Instructions:
(a) Rewrite the stretch of the AUKUS commentary from "The AUKUS pact" through "war with China.", putting "agreement" wherever "pact" appears.
(b) For each statement below, answer yes or no according to the AUKUS commentary, and quote the words that decide it.
(i) China is Australia's biggest trading partner.
(ii) China immediately started a trade war with Australia in retaliation.
(iii) Shinzo Abe held a referendum on revising Article 9 of the Japanese constitution.
(c) Using the AUKUS commentary, answer these questions:
(i) What range of estimates does the commentary give for the economic blow to France?
(ii) What will the new submarines be fuelled with?
(iii) Who has the pandemic brought into power in Japan?

Quoted passage:

---------------

The agreement and what it represents is significant and perhaps that is precisely why the soap opera aspects are played up in mass media while the salient analysis is done by international relations experts and disseminated to niche audiences. For the anti-war movements across the world, for the political left, AUKUS should serve as a call to organise pre-emptively against a war with China and in favour of democratic resolutions to tensions within Asia Pacific.

The AUKUS pact is a significant economic blow to France, with estimates ranging from 10 billion Euros to 90 billion AUD. More significant, is the diplomatic rupture between NATO allies. The former Liberal/National PM, Malcolm Turbull, stated this plainly in a speech. The execution of this swindle has frayed Australia’s relation with the EU and China (its biggest trading partner). Furthermore, Turnbull reveals important details of the new submarines that suggest Australia might become a military auxiliary of the US in a war with China.

The new submarines will have unlimited range, limited only by the provisions available to its crew. They will be fuelled with weapons grade enriched Uranium and therefore, this pact provides an opportunity for nuclear tech transfer between Australia and the US. If statements by Australia’s Prime Minister, Scott Morrison, are to be taken at face value, this does not pose a threat to nuclear non-proliferation since Australia does not have a civilian nuclear industry, nor does it possess the centrifuge technology needed to independently enrich Uranium-235 up from the 0.7% in natural ore to 95% or so used in these submarines. While it is true that the submarines, once fuelled, do not need to be refuelled, it is not impossible to imagine that the batteries of these submarines can be taken out and repurposed. Such nuclear tech transfer is something the US had discouraged France from doing, forgoing the profits that accompany such sales. Which is why this pact is significant: it sets the scene for nuclear non-proliferation to be eroded within the next two decades.

It should come as no surprise that China is setting its sights on Taiwan more firmly. Though the Chinese did not immediately resort to a trade war with Australia in retaliation, a rational decision by an actor with limited room to manoeuvre, tensions with Taiwan are escalating. With the conservative and increasingly militaristic LDP in Japan, the likely election of a conservative president in South Korea, the left needs to start seeing a war with China as a real possibility and not an abstraction. If Australia can brazenly snub France and ally so strongly with the US and the UK (nations China has deep colonialist fears of), despite being economically integrated with the Chinese economy, the organised political left must recognise that by 2050 the sequences of capitalist and ecological crises can indeed foment a hot war.

The former Japanese Prime Minister, Shinzo Abe, began a process of militarisation during his tenure, and fate intervened to prevent him holding a referendum on revising Article 9 of the Japanese constitution due to his ill health. The pandemic further scuppered such plans and has brought into power Fumio Kishida, a realpolitik politician with extensive foreign policy experience. This dove-ish position may not hold indefinitely as tensions over Taiwan mount and Japan is bounced into militarisation by the US. Taiwan’s cooperation with the US on military exercises exacerbates the situation. Yet there is room for anti-war movements to manoeuvre.

---------------

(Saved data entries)
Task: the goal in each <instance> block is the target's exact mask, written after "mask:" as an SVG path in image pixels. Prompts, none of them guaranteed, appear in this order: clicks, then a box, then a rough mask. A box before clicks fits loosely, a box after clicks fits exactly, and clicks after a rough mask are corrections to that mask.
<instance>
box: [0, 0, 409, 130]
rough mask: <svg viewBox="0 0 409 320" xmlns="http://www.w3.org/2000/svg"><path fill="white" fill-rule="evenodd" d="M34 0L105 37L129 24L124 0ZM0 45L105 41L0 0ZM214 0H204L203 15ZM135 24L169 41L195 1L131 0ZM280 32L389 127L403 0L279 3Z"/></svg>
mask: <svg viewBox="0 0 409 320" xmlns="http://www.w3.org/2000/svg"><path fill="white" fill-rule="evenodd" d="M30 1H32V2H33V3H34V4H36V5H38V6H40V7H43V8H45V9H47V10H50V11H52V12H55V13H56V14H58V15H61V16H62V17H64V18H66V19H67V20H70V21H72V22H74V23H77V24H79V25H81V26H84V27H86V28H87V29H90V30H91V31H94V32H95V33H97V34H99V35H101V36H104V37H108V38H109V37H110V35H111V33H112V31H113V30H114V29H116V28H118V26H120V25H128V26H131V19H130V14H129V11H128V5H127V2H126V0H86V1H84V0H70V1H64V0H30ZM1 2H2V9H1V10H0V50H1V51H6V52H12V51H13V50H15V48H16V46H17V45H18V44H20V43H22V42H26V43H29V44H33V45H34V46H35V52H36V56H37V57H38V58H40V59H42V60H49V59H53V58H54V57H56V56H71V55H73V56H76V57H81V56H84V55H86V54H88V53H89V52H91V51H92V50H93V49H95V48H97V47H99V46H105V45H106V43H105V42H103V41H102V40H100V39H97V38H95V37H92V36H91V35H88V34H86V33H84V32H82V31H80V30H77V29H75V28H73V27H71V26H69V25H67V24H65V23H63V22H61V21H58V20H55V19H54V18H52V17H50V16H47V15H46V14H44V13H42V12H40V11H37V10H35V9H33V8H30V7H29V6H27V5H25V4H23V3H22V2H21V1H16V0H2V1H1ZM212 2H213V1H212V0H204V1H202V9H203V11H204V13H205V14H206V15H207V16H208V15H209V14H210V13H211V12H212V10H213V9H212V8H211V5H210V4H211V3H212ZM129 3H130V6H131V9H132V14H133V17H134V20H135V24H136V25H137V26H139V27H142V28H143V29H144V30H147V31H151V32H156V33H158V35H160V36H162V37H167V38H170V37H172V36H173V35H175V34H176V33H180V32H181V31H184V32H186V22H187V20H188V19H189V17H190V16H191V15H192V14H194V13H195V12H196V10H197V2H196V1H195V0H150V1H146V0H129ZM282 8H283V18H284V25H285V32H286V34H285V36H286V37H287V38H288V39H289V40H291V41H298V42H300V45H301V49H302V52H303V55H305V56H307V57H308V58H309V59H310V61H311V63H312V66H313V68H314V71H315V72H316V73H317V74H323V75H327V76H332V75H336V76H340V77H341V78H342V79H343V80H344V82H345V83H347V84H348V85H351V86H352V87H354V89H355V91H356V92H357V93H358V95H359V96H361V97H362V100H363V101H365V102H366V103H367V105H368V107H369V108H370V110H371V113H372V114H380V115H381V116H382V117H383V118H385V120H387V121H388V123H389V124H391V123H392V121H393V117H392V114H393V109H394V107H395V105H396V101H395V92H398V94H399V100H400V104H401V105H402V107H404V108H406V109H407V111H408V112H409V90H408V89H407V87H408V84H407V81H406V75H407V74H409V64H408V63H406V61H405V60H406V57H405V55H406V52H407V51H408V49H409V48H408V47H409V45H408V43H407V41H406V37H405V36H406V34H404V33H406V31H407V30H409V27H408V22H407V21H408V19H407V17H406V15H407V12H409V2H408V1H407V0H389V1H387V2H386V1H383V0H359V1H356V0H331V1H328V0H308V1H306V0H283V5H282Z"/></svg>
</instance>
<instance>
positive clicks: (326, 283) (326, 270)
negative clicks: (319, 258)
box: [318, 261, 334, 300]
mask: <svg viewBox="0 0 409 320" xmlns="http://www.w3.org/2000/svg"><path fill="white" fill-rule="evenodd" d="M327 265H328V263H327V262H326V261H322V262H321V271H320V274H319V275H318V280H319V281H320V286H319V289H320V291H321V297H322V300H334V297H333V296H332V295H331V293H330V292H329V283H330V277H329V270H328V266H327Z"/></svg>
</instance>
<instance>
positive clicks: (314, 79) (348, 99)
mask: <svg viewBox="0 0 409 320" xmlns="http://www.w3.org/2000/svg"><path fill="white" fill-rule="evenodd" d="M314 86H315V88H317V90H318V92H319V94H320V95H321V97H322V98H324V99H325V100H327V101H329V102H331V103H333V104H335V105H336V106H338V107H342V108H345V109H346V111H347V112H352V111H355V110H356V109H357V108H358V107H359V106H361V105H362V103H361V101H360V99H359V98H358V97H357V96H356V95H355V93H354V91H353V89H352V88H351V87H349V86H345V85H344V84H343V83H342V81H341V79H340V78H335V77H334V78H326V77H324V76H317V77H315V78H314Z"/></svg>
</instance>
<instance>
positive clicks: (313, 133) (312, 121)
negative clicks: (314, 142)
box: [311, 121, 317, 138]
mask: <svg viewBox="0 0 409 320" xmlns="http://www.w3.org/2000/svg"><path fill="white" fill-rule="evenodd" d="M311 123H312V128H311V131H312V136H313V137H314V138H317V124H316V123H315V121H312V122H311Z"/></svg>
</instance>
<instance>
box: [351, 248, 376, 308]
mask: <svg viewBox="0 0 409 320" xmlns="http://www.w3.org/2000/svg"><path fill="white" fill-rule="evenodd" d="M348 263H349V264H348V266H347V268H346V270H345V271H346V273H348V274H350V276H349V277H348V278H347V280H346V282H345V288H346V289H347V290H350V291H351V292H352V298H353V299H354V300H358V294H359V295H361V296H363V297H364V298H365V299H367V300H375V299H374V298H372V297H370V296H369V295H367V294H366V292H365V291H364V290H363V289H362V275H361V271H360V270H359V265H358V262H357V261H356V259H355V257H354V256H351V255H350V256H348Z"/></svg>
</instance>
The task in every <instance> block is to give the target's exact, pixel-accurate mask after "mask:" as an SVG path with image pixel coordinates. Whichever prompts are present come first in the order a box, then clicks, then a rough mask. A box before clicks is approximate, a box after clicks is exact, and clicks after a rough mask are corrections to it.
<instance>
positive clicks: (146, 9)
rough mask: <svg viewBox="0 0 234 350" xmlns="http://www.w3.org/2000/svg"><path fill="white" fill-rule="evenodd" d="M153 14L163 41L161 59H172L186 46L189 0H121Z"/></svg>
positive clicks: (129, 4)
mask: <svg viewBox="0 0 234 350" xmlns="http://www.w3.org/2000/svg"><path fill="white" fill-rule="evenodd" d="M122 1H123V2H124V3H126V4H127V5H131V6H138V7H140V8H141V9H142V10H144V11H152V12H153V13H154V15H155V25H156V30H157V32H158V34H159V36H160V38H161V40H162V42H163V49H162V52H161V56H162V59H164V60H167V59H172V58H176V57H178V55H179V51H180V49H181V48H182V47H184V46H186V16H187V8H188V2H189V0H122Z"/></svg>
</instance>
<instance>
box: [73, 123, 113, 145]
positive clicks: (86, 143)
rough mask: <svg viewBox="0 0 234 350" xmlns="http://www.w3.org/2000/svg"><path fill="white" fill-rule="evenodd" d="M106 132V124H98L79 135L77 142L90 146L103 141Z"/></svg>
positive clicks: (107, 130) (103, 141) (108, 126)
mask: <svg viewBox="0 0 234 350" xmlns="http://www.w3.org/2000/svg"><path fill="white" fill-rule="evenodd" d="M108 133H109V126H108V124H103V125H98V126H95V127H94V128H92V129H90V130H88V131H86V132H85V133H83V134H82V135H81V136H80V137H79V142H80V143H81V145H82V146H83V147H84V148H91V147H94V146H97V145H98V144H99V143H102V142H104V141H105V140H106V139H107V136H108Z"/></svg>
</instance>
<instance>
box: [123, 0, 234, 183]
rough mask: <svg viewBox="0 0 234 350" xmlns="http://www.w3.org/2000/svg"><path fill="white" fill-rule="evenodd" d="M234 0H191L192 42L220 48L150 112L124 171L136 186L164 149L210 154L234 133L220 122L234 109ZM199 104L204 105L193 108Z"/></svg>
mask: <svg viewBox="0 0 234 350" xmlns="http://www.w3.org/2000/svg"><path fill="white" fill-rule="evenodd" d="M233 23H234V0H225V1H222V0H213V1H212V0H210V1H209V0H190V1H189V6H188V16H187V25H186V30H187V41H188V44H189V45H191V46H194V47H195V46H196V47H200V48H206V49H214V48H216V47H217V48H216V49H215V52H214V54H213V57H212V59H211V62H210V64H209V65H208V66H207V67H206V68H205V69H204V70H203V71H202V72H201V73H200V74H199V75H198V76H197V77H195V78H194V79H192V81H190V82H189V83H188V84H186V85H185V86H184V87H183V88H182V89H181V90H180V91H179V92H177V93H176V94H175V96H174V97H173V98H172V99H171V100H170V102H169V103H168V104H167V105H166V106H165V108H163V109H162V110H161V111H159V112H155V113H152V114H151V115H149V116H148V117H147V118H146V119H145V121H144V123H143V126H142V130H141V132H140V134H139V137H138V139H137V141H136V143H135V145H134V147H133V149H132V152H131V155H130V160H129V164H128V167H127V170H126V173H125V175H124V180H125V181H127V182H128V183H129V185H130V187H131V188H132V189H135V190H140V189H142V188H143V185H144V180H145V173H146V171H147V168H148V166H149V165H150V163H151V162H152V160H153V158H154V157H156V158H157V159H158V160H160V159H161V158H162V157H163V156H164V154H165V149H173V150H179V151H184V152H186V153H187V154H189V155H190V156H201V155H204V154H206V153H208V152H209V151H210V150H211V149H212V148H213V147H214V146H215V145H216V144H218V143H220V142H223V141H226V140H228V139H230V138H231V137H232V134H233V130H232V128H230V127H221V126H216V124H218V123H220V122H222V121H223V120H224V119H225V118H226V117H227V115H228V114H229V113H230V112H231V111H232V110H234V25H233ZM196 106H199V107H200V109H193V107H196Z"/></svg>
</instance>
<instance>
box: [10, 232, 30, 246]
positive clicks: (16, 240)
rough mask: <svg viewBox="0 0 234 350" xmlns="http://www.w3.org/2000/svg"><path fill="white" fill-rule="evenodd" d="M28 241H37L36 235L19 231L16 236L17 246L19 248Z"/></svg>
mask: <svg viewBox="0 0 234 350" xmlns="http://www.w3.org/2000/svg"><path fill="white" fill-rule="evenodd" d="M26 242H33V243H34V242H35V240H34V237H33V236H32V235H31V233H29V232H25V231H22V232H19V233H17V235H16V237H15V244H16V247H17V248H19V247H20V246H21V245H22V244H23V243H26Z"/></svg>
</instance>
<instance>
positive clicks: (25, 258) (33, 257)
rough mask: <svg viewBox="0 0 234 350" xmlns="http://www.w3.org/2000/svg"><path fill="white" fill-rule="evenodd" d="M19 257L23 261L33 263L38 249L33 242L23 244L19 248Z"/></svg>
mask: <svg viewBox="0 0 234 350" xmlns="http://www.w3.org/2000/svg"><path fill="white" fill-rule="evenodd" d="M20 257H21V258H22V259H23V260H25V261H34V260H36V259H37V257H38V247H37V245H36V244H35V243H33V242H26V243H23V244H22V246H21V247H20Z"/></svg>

---------------

Task-by-task results:
(a)
The AUKUS agreement is a significant economic blow to France, with estimates ranging from 10 billion Euros to 90 billion AUD. More significant, is the diplomatic rupture between NATO allies. The former Liberal/National PM, Malcolm Turbull, stated this plainly in a speech. The execution of this swindle has frayed Australia’s relation with the EU and China (its biggest trading partner). Furthermore, Turnbull reveals important details of the new submarines that suggest Australia might become a military auxiliary of the US in a war with China.

(b)
(i) Yes: "China (its biggest trading partner)"
(ii) No: "the Chinese did not immediately resort to a trade war with Australia in retaliation"
(iii) No: "fate intervened to prevent him holding a referendum on revising Article 9 of the Japanese constitution"

(c)
(i) From 10 billion Euros to 90 billion AUD.
(ii) Weapons grade enriched Uranium.
(iii) Fumio Kishida.